→ **Potongan Teks**
----------

Lulus Verifikasi Dewan Pers No.126/DP-Terverifikasi/K/X/2017

Turunkan Tensi dan Polarisasi, MPR Usulkan Presiden Threshold Diturunkan Jadi 5-10 Persen
Oleh : Irawan
Kamis | 16-12-2021 | 08:37 WIB
MPR_PT10_b.jpg Honda-Batam
'Refleksi Politik Kebangsaan 2021' bersama Wakil Ketua MPR RI H. Jazilul Fawaid dan Lili Romli (Peneliti Pusat Riset Politik BRIN) di Gedung MPR RI, Senayan Jakarta, Rabu (15/12/2021).

BATAMTODAY.COM, Jakarta - Memasuki tahun 2022 dipastkan tensi politik akan memanas, karena sudah akan dimulai tahapan pemilu 2024.

Meski selama tahun 2021 ini politik identitas menurun, yang bukan saja akibat kesadaran kebansgaan, namun juga akibat pandemi, namun, kalau pandemi menghilang dikhawatirkan politik identitas itu akan muncul kembali.

Karena itu menjadi tugas para elit politik baik yang ada di dalam lingkaran atau yang ada di luar kekuasaan untuk tidak mengeluarkan statement dan langkah-langkah politik yang bisa memancing emosional masyarakat.

"Kita harapkan para elit tidak mengeluarkan statement yang kontroversial, tapi tetap mengedepankan kepentingan kebansgaan," tegas Arsul Sani.

Hal itu disampaikan Waketum DPP PP itu dalam diskusi 4 pilar MPR RI 'Refleksi Politik Kebangsaan 2021' bersama Wakil Ketua MPR RI H. Jazilul Fawaid dan Lili Romli (Peneliti Pusat Riset Politik Badan Riset dan Inovasi Nasional/BRIN) di Gedung MPR RI, Senayan Jakarta, Rabu (15/12/2021).

Selain belajar dari pilpres 2014 dan 2019, semua harus belajar untuk menciptakan politik kebansgaan yang adem, juga mendorong pasangan capres itu lebih dari dua atau minimal tiga sampai empat pasangan. Hal itu untuk menghindari ketegangan masyarakat.

"Meski PT 20 persen itu bisa ada empat pasangan capres, tapi kalau sulit, sebaiknya PT itu diturunkan menjadi 5 atau 10 persen meski beresiko penambahan anggaran karena pilpres bisa dua tahap," jelas Arsul Sani.

----------

→ **Data yang Diberikan**
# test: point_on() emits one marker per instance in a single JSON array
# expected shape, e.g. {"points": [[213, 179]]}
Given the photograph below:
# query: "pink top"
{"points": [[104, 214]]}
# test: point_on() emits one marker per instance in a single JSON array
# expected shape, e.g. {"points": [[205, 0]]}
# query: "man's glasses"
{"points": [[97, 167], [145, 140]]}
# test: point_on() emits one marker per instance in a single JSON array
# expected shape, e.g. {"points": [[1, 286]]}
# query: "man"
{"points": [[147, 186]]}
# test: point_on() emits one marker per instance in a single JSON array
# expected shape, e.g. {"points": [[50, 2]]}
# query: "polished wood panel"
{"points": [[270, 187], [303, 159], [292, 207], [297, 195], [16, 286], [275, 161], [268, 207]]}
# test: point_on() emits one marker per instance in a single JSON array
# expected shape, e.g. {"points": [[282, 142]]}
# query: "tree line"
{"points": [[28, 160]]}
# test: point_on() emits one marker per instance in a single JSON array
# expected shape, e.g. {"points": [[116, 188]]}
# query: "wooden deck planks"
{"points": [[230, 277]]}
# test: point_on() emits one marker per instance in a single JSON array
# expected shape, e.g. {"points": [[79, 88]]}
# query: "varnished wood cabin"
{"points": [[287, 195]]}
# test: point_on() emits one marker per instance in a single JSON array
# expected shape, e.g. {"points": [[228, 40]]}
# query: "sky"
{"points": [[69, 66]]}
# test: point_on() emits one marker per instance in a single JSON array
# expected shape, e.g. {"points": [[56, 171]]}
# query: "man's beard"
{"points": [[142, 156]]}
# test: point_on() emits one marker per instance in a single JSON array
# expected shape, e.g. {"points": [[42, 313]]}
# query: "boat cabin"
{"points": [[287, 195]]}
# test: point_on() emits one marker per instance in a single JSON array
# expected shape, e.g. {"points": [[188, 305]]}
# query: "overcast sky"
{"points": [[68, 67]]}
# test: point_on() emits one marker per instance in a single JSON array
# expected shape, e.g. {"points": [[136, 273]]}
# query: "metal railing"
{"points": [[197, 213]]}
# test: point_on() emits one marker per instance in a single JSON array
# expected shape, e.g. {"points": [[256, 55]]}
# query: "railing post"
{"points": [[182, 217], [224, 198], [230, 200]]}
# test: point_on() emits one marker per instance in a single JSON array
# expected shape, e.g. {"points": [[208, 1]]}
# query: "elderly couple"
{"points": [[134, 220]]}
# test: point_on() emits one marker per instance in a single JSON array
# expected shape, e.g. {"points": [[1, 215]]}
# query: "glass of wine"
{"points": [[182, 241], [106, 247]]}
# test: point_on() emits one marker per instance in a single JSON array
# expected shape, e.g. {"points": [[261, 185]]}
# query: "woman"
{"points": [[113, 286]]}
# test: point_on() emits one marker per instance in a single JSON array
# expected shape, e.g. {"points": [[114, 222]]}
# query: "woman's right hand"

----------

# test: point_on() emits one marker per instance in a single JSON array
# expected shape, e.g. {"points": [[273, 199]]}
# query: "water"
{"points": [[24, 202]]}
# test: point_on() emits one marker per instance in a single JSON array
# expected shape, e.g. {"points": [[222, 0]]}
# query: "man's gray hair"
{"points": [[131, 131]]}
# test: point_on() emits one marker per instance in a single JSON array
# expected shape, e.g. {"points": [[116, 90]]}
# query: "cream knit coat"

----------

→ **Soal Latihan**
1 - Apakah pernyataan berikut sesuai dengan teks tentang usulan penurunan presidential threshold? (a) Diskusi itu berlangsung di Gedung MPR RI pada hari Rabu. (b) Politik identitas meningkat selama tahun 2021. (c) Arsul Sani mengusulkan agar PT diturunkan menjadi 5 atau 10 persen. Jawab ya atau tidak untuk masing-masing, disertai kutipan kata-kata penentunya dari teks.
2 - Tuliskan lanjutan teks tentang usulan penurunan presidential threshold itu, dimulai setelah kalimat terakhirnya.

→ **Jawaban Tertulis**
1 -
(a) Ya: "di Gedung MPR RI, Senayan Jakarta, Rabu (15/12/2021)"
(b) Tidak: "Meski selama tahun 2021 ini politik identitas menurun"
(c) Ya: "sebaiknya PT itu diturunkan menjadi 5 atau 10 persen"

2 -
Arsul Sani mengakui kalau politik identitas itu sulit dihindari, namun bagaimana mengelolanya tetap dalam koridor kewajaran dan tidak melanggar hukum.

"Alhamdulillah akibat pandemi ini tidak sampai merobek rasa kebangsaan meski ada pro dan kontra dari kebijakan pemerintah dalam penanganan covid-19 ini. Dan, kalau ada yang kontra, kita ajak untuk tabayyun, silaturahmi ini lebih produktif, daripada demo di jalan-jalan yang mengganggu ketertiban umum," ungkapnya.

Wakil Ketua MPR Jazilul Fawaid sepakat semua harus mengedepankan politik kebangsaan, dan salah satu caranya menurunkan PT 20 persen menjadi 5 atau 10 persen. Dengan PT 5 atau 10 persen diharapkan akan lahir capres lebih dari dua pasangan.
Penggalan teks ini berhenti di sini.